Extrait fourni =
______

Entretien réalisé par Samuel Jordan
Que signifie le terme « polarisation » en sciences politiques ? D’où vient la polarisation ? Comment s’exprime-t-elle en Suisse ? Est-ce qu’elle constitue un danger pour la démocratie helvétique ? Quel est l’impact de ce phénomène croissant sur la cohésion sociale et la lutte contre le racisme dans notre pays ? Entretien avec Oscar Mazzoleni, professeur titulaire en sciences politiques à l’Université de Lausanne.
Comment définir le terme de polarisation dans le langage des sciences politiques ?
Oscar Mazzoleni: La polarisation est un phénomène complexe. Ce qui peut paraître contradictoire avec l’idée même de simplification, inhérente à la polarisation. On peut identifier en sciences politiques au moins trois définitions possibles pour ce terme. La première est l’émergence accrue des pôles de gauche et de droite sur l’échiquier politique, notamment en termes de soutien électoral. La deuxième consiste en l’accroissement des clivages et des opinions très contrastés sur des enjeux socioéconomiques et culturels qui apparaissent centraux dans la société. La troisième, c’est l’usage accru d’un langage de rupture, d’une culture de l’antagonisme, qui fait de l’adversaire politique ou de certains groupes sociaux des ennemis à discréditer.
Le terme de polarisation connait une occurrence inédite dans les médias, tant en Suisse qu’ailleurs dans le monde. Est-ce le reflet d’une réalité ou la presse exagère-t-elle ?
Je dirais que c’est un mélange des deux. D’un côté, la polarisation est la conséquence de transformations sociopolitiques, de clivages culturels et sociaux, notamment d’inégalités sociales. Et d’un autre côté, la presse — notamment les médias de boulevard — a tendance à contribuer au phénomène de la polarisation. Comment ? En montrant une disponibilité à donner de l’espace à un langage simplificateur et en cherchant parfois le scandale. Cela n’est certes pas nouveau, mais cette tendance se renforce par la transformation profonde du paysage médiatique, y compris en Suisse. Les médias sont confrontés à une grande pression économique qui les pousse souvent vers une logique de maximalisation de l’audience. Et pour tendre vers ce but, rompre avec la langue de bois et faire mousser les désaccords est plutôt vendeur.
Quelle est l’origine de cette polarisation ?

______

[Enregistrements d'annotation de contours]
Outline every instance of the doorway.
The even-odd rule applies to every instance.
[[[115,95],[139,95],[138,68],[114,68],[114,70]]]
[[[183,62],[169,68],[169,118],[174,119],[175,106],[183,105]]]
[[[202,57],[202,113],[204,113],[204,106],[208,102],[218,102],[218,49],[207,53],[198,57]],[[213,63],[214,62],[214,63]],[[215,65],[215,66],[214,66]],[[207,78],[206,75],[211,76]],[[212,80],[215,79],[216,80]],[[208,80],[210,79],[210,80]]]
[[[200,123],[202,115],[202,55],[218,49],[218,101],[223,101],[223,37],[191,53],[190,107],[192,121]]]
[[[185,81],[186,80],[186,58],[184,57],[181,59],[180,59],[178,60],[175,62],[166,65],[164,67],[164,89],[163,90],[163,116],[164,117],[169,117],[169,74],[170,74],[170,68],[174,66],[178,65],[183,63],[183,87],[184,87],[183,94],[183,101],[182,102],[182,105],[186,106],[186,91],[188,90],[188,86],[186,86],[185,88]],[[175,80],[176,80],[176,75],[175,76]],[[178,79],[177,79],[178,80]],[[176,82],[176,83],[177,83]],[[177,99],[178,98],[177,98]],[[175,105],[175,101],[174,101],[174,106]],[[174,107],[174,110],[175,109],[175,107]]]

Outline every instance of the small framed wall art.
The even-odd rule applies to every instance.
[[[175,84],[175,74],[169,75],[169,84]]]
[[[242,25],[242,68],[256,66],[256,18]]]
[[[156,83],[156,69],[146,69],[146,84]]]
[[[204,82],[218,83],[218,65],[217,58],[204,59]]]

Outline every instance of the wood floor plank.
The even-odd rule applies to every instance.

______

Consigne = D'après l'extrait sur la polarisation, quel type de pression pousse souvent les médias vers une logique de maximalisation de l'audience ? Ces lignes n'ont aucun lien avec l'extrait.

Réponse attendue = Une grande pression économique.